WHAT IS EXPECTED
Rescale these lines: repeat every one, requests included, and multiply each coordinate in the answers by 2.55, rounding to the nearest whole number with halves going up.
--- Start of MATERIAL TO PROCESS ---
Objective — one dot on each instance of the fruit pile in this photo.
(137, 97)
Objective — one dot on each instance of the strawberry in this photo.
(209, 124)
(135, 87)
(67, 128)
--- End of MATERIAL TO PROCESS ---
EXERCISE SOLUTION
Objective — one dot on each instance of the fruit pile in this photo.
(349, 247)
Objective — one dot on each instance of the strawberry in this photo.
(533, 316)
(344, 222)
(171, 326)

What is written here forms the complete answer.